▶ **Challenge**: Exclude any images and output the remaining records exactly.

▶ **Given records**:
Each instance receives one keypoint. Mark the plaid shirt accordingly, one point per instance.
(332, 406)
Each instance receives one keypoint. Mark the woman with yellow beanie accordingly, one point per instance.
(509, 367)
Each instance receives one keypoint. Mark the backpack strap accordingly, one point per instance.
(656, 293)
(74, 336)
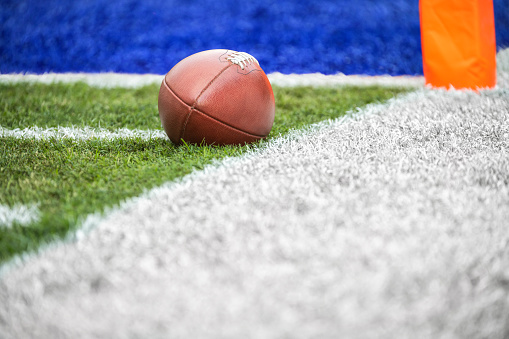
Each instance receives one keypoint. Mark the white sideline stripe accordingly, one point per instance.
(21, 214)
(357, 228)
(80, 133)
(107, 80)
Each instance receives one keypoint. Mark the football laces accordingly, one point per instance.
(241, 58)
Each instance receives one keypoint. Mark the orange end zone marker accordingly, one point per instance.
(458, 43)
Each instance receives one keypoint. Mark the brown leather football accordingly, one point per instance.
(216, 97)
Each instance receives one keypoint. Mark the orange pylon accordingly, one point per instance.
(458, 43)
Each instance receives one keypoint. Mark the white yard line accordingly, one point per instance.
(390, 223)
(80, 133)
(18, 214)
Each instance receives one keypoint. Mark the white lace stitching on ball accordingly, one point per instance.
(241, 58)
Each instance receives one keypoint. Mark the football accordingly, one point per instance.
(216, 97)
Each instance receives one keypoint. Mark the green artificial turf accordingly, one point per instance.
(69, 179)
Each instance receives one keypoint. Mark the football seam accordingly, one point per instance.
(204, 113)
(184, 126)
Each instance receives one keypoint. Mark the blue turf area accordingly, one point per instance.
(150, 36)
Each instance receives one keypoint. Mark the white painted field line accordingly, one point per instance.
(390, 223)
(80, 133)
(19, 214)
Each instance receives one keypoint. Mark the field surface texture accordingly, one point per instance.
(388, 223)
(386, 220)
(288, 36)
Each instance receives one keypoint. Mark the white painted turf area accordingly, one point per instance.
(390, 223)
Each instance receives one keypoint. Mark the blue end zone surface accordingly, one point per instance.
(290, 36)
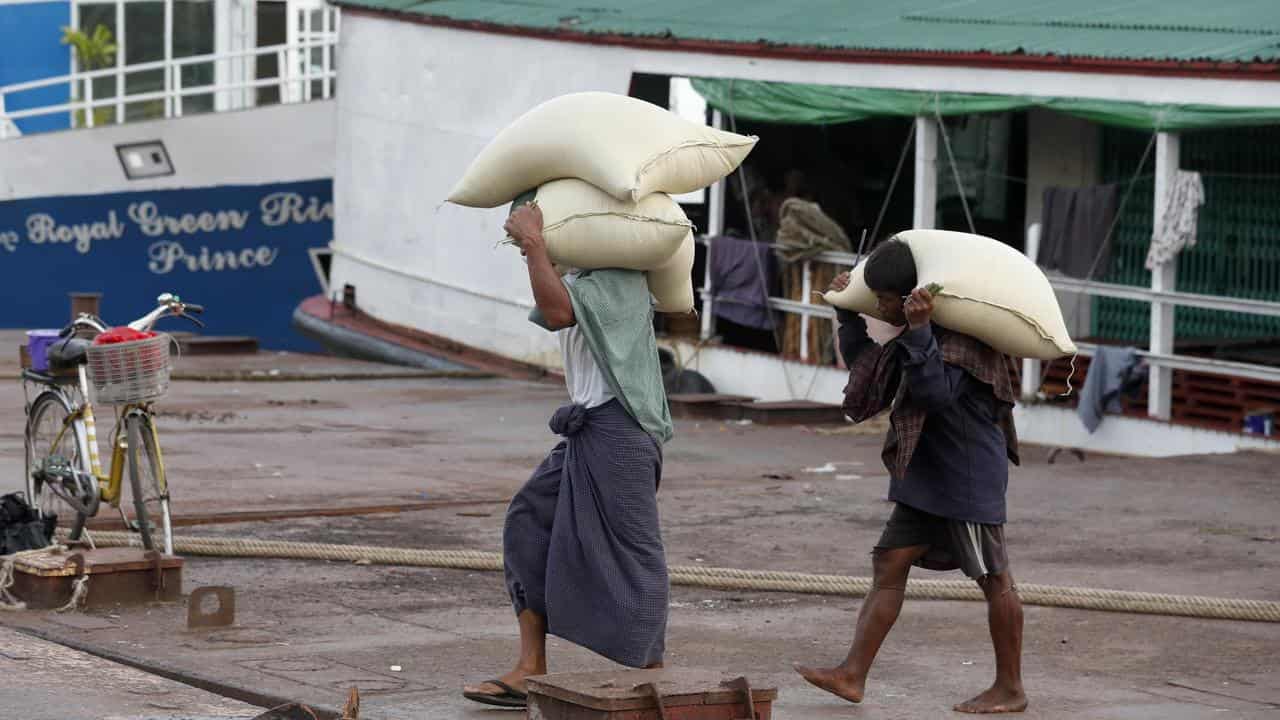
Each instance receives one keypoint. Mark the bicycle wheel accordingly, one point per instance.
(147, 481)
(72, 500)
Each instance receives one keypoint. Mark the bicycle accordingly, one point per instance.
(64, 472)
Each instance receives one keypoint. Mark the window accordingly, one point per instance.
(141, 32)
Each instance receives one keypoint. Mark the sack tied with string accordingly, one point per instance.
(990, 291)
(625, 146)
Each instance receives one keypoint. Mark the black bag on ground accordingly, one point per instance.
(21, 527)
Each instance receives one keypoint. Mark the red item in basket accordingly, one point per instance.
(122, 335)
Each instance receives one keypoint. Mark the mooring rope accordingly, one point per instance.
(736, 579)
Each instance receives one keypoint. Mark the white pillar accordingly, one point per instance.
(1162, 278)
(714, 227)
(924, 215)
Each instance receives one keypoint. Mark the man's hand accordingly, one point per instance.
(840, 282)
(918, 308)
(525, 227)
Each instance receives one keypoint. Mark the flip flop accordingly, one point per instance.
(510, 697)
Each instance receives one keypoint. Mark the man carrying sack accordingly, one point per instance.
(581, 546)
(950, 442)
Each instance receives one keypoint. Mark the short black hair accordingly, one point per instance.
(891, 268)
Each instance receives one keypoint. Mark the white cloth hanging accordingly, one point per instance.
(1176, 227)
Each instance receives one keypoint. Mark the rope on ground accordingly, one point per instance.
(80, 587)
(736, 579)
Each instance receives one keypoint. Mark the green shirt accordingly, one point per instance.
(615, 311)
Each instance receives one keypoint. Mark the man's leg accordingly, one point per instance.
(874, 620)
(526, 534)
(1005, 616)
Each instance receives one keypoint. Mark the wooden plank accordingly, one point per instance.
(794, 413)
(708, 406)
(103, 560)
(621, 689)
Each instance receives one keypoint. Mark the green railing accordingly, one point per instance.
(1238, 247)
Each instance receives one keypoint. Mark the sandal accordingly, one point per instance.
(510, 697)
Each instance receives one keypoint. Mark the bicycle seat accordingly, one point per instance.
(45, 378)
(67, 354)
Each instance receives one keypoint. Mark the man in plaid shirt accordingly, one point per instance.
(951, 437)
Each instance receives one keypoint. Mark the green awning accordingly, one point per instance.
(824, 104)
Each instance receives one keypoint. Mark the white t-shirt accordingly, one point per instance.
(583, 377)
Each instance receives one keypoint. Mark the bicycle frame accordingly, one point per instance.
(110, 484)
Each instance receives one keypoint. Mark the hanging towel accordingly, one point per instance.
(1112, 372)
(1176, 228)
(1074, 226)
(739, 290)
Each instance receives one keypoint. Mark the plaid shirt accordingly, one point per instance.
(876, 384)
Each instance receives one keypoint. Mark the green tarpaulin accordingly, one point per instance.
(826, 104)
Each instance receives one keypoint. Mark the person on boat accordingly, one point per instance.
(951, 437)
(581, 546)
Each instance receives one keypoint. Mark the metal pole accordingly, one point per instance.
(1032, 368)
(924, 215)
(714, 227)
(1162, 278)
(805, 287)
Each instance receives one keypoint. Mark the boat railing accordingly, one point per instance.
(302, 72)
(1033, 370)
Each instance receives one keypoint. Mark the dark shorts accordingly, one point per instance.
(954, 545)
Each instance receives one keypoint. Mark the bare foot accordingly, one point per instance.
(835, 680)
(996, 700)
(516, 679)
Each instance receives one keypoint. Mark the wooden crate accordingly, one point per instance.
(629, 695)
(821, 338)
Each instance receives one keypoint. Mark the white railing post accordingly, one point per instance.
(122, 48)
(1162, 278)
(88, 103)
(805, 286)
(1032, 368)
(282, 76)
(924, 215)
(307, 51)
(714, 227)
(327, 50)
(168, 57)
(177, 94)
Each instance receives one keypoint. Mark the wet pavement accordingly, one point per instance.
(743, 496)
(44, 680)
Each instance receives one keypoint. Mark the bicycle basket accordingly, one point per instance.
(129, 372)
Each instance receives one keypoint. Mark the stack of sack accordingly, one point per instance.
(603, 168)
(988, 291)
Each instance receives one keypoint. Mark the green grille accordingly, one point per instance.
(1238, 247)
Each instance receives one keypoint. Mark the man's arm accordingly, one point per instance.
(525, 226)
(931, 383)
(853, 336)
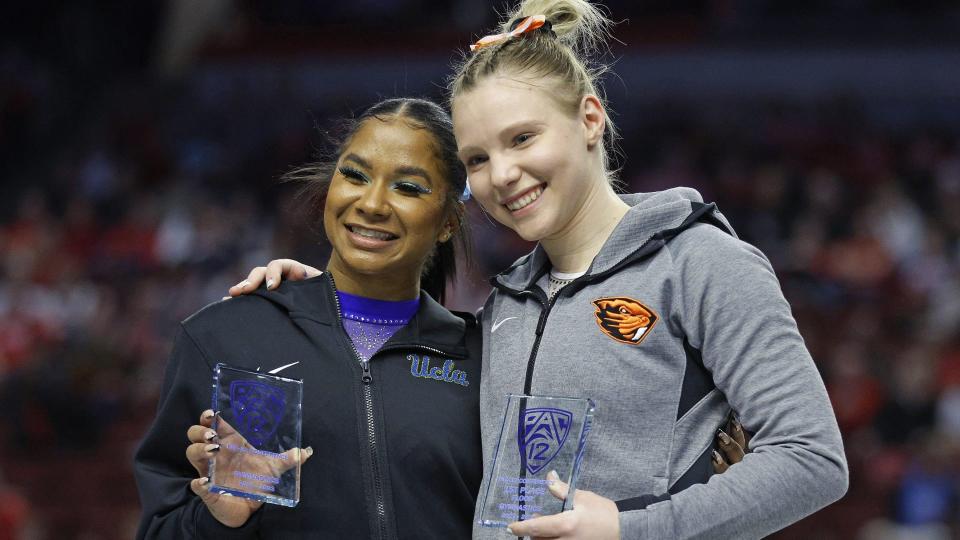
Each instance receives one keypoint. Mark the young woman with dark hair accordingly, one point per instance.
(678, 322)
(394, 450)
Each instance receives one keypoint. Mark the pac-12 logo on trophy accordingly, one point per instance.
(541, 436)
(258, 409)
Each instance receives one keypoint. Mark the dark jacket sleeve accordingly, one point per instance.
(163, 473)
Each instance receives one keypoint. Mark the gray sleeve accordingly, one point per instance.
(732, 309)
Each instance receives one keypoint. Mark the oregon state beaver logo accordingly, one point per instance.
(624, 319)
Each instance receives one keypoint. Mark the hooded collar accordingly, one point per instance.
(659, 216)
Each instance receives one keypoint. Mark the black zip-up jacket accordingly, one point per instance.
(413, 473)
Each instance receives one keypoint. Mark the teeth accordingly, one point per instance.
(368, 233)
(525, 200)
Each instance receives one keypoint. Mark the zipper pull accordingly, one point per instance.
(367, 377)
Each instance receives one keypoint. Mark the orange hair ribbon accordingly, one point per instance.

▶ **Response to the task**:
Each instance receives one keypoint. Mark the plaid shirt accordingly, one point per instance.
(332, 406)
Each instance receives one keypoint. Mark the woman with yellow beanie accordingly, one point per instance.
(509, 367)
Each instance receives one keypoint. Mark the backpack strap accordingly, one point per instance.
(656, 293)
(74, 336)
Each instance receives one keypoint. Mark the white sideline stripe accordingly, one point per instance.
(21, 214)
(357, 228)
(80, 133)
(107, 80)
Each instance receives one keypoint. Mark the football laces accordingly, one point per instance.
(241, 58)
Each instance receives one keypoint. Mark the orange end zone marker accordingly, one point per instance.
(458, 43)
Each instance receives one keypoint. Mark the brown leather football accordingly, one point per instance.
(216, 97)
Each instance receives one keypoint. Mark the orange pylon accordingly, one point per instance.
(458, 43)
Each instance receives one keypoint. Mark the white yard line accordingly, one point per instance.
(390, 223)
(80, 133)
(18, 214)
Each instance receives one keypoint. Mark the white lace stitching on ball accordingly, one point per instance.
(241, 58)
Each instance receives one keypoint. Mark the football accordingly, one point per instance.
(216, 97)
Each instance receives one keypoint. Mark the green artificial turf accordingly, one point per instance.
(69, 179)
Each instance receives one keypoint. Mark the football seam accordingly, one point per instance.
(204, 113)
(184, 126)
Each instance receives one keypoint. Mark the blue turf area accordingly, one point per instance.
(150, 36)
Each instance receives one keypoint. Mark the white painted field line accordingly, one point per instance.
(390, 223)
(80, 133)
(19, 214)
Each instance receives one keypoint. Mark the field surface texture accordingly, one point per instance.
(388, 223)
(386, 220)
(288, 36)
Each instance receives one keypoint. Mark the white painted turf area accordingly, one point per instance.
(390, 223)
Each instance receives one keypoint. Mark the blue end zone surface accordingly, one point per instance.
(290, 36)
Each instance receives one keypoint. Mark the bicycle wheel accordingly, one point per instance.
(147, 481)
(72, 500)
Each instance receives one keypoint. Mark the bicycle accordingly, one point per instance.
(64, 472)
Each instance receives one keypoint. Mark the window accordingly, one point per instance.
(141, 32)
Each instance receives one keypoint. Mark the sack tied with string accordingly, one point per instance.
(990, 291)
(625, 146)
Each instance receives one keypoint. Mark the black bag on ground accordingly, one point per instance.
(21, 527)
Each instance receives one keypoint. Mark the red item in basket accordingly, one point per instance.
(122, 335)
Each instance receives one keypoint. Mark the mooring rope accordingly, one point per instance.
(736, 579)
Each instance receives one keypoint. Mark the white pillar accordingly, one point per instance.
(1162, 278)
(714, 227)
(924, 215)
Each instance receives one keypoint. Mark the man's hand accordingly, one point per instance.
(840, 282)
(918, 308)
(525, 227)
Each instance receives one keypoint. Mark the flip flop accordingly, one point per instance.
(510, 697)
Each instance receives one keypoint. Mark the man carrying sack accordingly, one point per instance.
(581, 546)
(950, 442)
Each instance receives one keypoint. Mark the short black hair accordingly, one point per instance.
(891, 268)
Each instance receives one keypoint. Mark the white cloth hanging accordingly, one point per instance.
(1176, 227)
Each instance receives one keypoint. Mark the rope on ground accordingly, one point per instance.
(80, 587)
(736, 579)
Each instance receives one keypoint. Mark the green shirt accordingly, one point per instance.
(615, 311)
Each instance receives one keypoint. Mark the man's leg accordingly, one point per instance.
(874, 620)
(526, 534)
(1005, 616)
Each instance receives one keypoint. Mark the wooden plank accordingly, one point per instance.
(794, 413)
(708, 406)
(103, 560)
(621, 689)
Each instance receives one keypoint. Mark the green railing accordingly, one point per instance.
(1238, 247)
Each instance receives one keypoint. Mark the sandal accordingly, one point per instance.
(510, 697)
Each instance receives one keypoint. Mark the bicycle seat accordingly, one point per instance.
(45, 378)
(67, 354)
Each instance receives one keypoint. Mark the man in plaid shirt accordingly, one point per instance.
(951, 437)
Each instance receives one keypoint. Mark the green awning accordingly, one point per instance.
(824, 104)
Each instance receives one keypoint. Mark the white t-shirt accordingly, one point per instance.
(583, 377)
Each instance receives one keypoint. Mark the bicycle frame accordingly, one point per instance.
(110, 484)
Each instance receives one keypoint. Mark the hanging towel accordingly, one point per instance.
(1112, 372)
(1176, 228)
(1074, 226)
(739, 290)
Each instance receives one keypoint. Mark the plaid shirt accordingly, one point per instance.
(876, 384)
Each instance receives one keypoint. Mark the green tarpaulin accordingly, one point per instance.
(826, 104)
Each instance receives one keypoint. Mark the person on boat accordingly, one point per instance.
(951, 437)
(581, 546)
Each instance receives one keypoint. Mark the metal pole accordingly, one point per instance.
(1032, 368)
(924, 215)
(714, 227)
(1162, 278)
(805, 287)
Each instance receives one keypoint. Mark the boat railing accordingly, one point per instance.
(302, 72)
(1033, 370)
Each instance receives one keypoint. Mark the dark shorts accordingly, one point per instance.
(954, 545)
Each instance receives one keypoint. Mark the bare foot accordingly, one point per instance.
(835, 680)
(996, 700)
(516, 679)
Each instance receives one keypoint. Mark the wooden crate accordingly, one point per instance.
(629, 695)
(821, 338)
Each instance receives one keypoint. Mark the white railing post accordingly, one point per instance.
(122, 48)
(1162, 278)
(88, 103)
(805, 286)
(1032, 368)
(282, 76)
(924, 215)
(307, 51)
(714, 227)
(327, 50)
(168, 57)
(177, 94)
Each instance receives one keypoint. Mark the wet pavement accordingly, one point per instance.
(743, 496)
(44, 680)
Each instance receives one keypoint. Mark the bicycle basket accordingly, one point per instance.
(129, 372)
Each instance receives one keypoint. Mark the stack of sack accordingly, one point per instance.
(603, 168)
(988, 291)
Each instance receives one keypoint. Mark the green grille accordingly, one point per instance.
(1238, 247)
Each instance receives one keypoint. Mark the man's arm accordingly, one point per instance.
(525, 226)
(931, 383)
(853, 336)
Each instance receives one keypoint. Mark the young woman with dark hair accordingly, one point per instance.
(678, 322)
(394, 450)
Each instance receives one keypoint. Mark the pac-12 logo on trophy accordingly, one point per instance.
(541, 436)
(258, 409)
Each instance receives one keypoint. Mark the dark jacket sleeve accordingly, one point per instance.
(163, 473)
Each instance receives one keypoint. Mark the gray sleeve accordingly, one point per instance.
(732, 309)
Each instance receives one keypoint. Mark the oregon state beaver logo accordingly, one point per instance.
(624, 319)
Each instance receives one keypoint. Mark the hooded collar accordingly, one point per instance.
(659, 216)
Each instance receives one keypoint. Mark the black zip-up jacket accordingly, one point per instance.
(413, 473)
Each instance receives one keypoint. Mark the teeth accordingly, one point per instance.
(368, 233)
(525, 200)
Each instance receives one keypoint. Mark the zipper pull accordingly, one point per instance.
(367, 377)
Each instance receives one keypoint. Mark the orange hair ribbon accordingly, one point per instance.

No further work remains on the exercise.